> _Assigned task_:
Would you return the entries exactly, with every line intact?

★ ★ ★

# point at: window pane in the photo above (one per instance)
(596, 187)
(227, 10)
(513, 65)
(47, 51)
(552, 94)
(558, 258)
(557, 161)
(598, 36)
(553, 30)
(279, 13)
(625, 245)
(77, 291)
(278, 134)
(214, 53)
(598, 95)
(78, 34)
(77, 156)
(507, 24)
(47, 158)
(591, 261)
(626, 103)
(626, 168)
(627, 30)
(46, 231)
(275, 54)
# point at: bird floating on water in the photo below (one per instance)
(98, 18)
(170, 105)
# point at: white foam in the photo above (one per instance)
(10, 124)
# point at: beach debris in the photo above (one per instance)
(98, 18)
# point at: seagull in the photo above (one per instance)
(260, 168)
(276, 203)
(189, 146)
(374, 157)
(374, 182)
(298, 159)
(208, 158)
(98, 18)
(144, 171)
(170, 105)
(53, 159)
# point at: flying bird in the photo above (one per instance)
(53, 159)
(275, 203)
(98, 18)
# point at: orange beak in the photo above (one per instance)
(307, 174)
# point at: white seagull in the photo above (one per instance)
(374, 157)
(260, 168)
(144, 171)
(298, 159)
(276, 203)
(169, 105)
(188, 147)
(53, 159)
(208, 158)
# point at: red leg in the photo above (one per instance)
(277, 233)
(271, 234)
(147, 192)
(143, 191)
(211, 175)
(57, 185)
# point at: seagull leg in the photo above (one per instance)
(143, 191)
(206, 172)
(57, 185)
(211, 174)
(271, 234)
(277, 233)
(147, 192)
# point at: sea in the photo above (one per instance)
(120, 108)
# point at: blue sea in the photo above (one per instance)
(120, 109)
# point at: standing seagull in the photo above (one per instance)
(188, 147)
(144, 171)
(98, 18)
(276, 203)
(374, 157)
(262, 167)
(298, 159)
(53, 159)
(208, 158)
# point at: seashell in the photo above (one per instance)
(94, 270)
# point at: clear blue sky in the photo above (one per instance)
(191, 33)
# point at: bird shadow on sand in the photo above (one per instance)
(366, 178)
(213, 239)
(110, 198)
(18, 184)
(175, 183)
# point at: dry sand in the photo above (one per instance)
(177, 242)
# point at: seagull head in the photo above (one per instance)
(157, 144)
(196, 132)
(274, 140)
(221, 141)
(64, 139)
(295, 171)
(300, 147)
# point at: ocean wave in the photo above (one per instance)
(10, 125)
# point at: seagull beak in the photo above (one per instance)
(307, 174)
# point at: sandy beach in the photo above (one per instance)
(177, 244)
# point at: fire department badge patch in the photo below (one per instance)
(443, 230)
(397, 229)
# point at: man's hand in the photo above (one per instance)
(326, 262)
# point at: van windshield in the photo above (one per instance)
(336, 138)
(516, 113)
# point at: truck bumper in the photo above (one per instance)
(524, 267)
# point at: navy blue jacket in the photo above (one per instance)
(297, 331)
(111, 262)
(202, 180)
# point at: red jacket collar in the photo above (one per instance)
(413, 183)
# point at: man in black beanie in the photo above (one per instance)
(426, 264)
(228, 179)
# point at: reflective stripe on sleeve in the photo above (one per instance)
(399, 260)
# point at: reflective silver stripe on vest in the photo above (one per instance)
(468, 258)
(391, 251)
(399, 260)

★ ★ ★

> _Final answer_:
# point at: window pane in the photo above (one per instance)
(596, 187)
(227, 10)
(513, 65)
(47, 51)
(552, 94)
(558, 258)
(557, 161)
(598, 36)
(553, 30)
(279, 13)
(625, 245)
(77, 291)
(278, 134)
(214, 53)
(598, 95)
(78, 34)
(77, 156)
(507, 24)
(47, 158)
(591, 261)
(626, 103)
(626, 168)
(627, 30)
(46, 231)
(275, 54)
# point at: bird floating on water in the photo below (one per instance)
(98, 18)
(170, 105)
# point at: white foam in the photo above (one per instance)
(10, 124)
# point at: beach debris in the photo above (one per instance)
(98, 18)
# point at: seagull in the photo above (one per instance)
(260, 168)
(276, 203)
(189, 146)
(374, 157)
(374, 182)
(298, 159)
(208, 158)
(98, 18)
(144, 171)
(170, 105)
(53, 159)
# point at: flying bird in the photo above (one per instance)
(53, 159)
(275, 203)
(98, 18)
# point at: orange beak in the photo above (one per instance)
(307, 174)
# point at: white seagull in the photo above (one per instance)
(374, 157)
(260, 168)
(144, 171)
(298, 159)
(276, 203)
(169, 105)
(188, 147)
(53, 159)
(208, 158)
# point at: red leg in the photo above (one per instance)
(277, 233)
(271, 234)
(147, 192)
(143, 191)
(211, 175)
(57, 185)
# point at: seagull leg in the photo above (one per instance)
(143, 191)
(206, 172)
(57, 185)
(211, 174)
(271, 234)
(277, 233)
(147, 192)
# point at: sea in the photo above (one per instance)
(120, 108)
# point at: blue sea in the photo above (one per instance)
(120, 109)
# point at: standing seagull in the photo above (one per instance)
(188, 147)
(144, 171)
(98, 18)
(276, 203)
(374, 157)
(262, 167)
(298, 159)
(53, 159)
(208, 158)
# point at: seashell in the photo above (one per instance)
(94, 270)
# point at: clear blue sky in the photo above (one per instance)
(191, 33)
# point at: bird shadow on sand in the photo above (one per instance)
(366, 178)
(213, 239)
(110, 198)
(18, 184)
(175, 183)
# point at: dry sand in the photo above (one per instance)
(177, 242)
# point at: seagull head in the photo above (one per instance)
(157, 144)
(196, 132)
(274, 140)
(221, 141)
(64, 139)
(295, 171)
(300, 147)
# point at: ocean wave in the photo above (one per instance)
(10, 125)
# point at: seagull beak in the photo above (one per instance)
(307, 174)
# point at: sandy beach in the photo above (one per instance)
(177, 244)
# point at: fire department badge patch in the photo below (one per instance)
(443, 230)
(397, 229)
# point at: man's hand in the photo above (one per instance)
(326, 262)
# point at: van windshield in the photo above (one per instance)
(336, 138)
(516, 113)
# point at: truck bumper in the photo above (one per instance)
(524, 267)
# point at: navy blue jacket in the photo above (one per instance)
(297, 331)
(111, 262)
(202, 180)
# point at: red jacket collar in the photo above (one per instance)
(413, 183)
# point at: man in black beanie in the photo above (one per instance)
(426, 264)
(228, 179)
# point at: reflective stripe on sleeve in the photo above (one per instance)
(399, 260)
# point at: reflective silver stripe on vest in the photo above (one per instance)
(468, 258)
(391, 251)
(399, 260)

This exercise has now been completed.